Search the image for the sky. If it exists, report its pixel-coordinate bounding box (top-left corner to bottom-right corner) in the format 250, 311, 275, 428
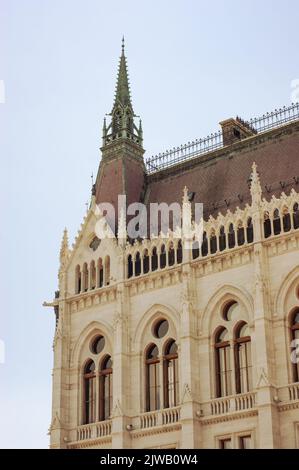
0, 0, 299, 448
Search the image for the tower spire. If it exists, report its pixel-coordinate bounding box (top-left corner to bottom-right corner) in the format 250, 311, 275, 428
103, 37, 142, 147
112, 36, 133, 112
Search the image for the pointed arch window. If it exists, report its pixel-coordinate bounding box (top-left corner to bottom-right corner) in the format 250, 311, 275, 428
176, 240, 183, 264
192, 241, 199, 259
152, 246, 158, 271
246, 217, 253, 243
228, 224, 236, 248
83, 263, 88, 292
215, 328, 232, 397
293, 202, 299, 229
99, 356, 113, 421
290, 307, 299, 382
163, 340, 179, 408
145, 344, 160, 411
210, 230, 217, 255
105, 255, 110, 286
142, 250, 149, 274
75, 265, 82, 294
282, 207, 291, 232
237, 221, 245, 246
273, 209, 281, 235
234, 322, 252, 393
201, 232, 208, 256
98, 258, 104, 287
168, 242, 175, 266
160, 245, 166, 269
89, 261, 96, 289
219, 225, 226, 251
83, 360, 96, 424
127, 255, 133, 279
264, 212, 271, 238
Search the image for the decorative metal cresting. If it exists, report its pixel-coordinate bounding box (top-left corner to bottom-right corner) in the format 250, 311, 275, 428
146, 103, 299, 173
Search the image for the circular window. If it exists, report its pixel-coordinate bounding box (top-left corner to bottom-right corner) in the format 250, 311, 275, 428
222, 300, 240, 321
146, 344, 159, 360
90, 336, 105, 354
154, 320, 169, 338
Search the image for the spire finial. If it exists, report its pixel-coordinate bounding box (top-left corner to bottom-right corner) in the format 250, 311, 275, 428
250, 162, 262, 203
60, 228, 69, 269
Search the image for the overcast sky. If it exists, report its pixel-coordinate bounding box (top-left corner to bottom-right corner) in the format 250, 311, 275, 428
0, 0, 299, 448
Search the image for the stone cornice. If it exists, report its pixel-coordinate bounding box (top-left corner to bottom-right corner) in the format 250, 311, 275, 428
147, 121, 299, 184
131, 423, 181, 439
198, 409, 258, 425
67, 436, 112, 449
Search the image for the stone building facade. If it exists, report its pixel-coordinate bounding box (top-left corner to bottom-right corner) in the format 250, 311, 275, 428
45, 41, 299, 449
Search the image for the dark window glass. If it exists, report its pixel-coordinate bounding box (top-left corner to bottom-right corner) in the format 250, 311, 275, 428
154, 320, 169, 338
91, 336, 105, 354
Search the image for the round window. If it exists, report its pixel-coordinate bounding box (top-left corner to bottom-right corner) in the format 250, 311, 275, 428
154, 320, 169, 338
90, 336, 105, 354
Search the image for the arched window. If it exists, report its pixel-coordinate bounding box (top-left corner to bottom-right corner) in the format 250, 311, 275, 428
215, 328, 232, 397
152, 246, 158, 271
222, 300, 240, 321
98, 258, 104, 287
160, 245, 166, 269
163, 340, 179, 408
176, 240, 183, 264
282, 207, 291, 232
293, 202, 299, 229
219, 225, 226, 251
235, 323, 252, 393
135, 251, 141, 276
168, 242, 175, 266
192, 241, 199, 259
210, 230, 217, 255
83, 263, 88, 292
246, 217, 253, 243
145, 344, 160, 411
99, 356, 112, 421
83, 360, 96, 424
237, 221, 245, 246
142, 250, 149, 274
273, 209, 281, 235
291, 307, 299, 382
89, 261, 96, 289
228, 224, 236, 248
75, 265, 81, 294
201, 232, 208, 256
105, 255, 110, 286
128, 255, 133, 279
264, 212, 271, 238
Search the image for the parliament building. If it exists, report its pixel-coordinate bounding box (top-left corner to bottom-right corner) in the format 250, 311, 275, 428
44, 45, 299, 449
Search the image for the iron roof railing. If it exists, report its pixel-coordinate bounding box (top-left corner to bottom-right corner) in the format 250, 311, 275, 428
145, 103, 299, 174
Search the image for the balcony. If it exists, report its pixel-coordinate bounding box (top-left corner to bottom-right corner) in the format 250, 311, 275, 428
277, 382, 299, 411
202, 392, 256, 417
77, 420, 112, 441
139, 406, 181, 429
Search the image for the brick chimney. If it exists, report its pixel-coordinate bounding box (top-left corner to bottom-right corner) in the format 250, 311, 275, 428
219, 116, 257, 146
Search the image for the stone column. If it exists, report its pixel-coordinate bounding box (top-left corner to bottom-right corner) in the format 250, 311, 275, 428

| WHAT YOU SHOULD DO |
Pull out every line of the records above that contains the string "building", treating case as significant.

| ANSWER TO THE PROBLEM |
Search the image for the stone building facade. If it exists, report its pixel-coordinate bounding box (top-left corner to bottom-right corner) in the format 250, 311, 275, 428
Search the image for the parliament building. If it exists, report its pixel-coordinate bounding box (top-left corner to bottom-right corner) in the format 250, 311, 275, 428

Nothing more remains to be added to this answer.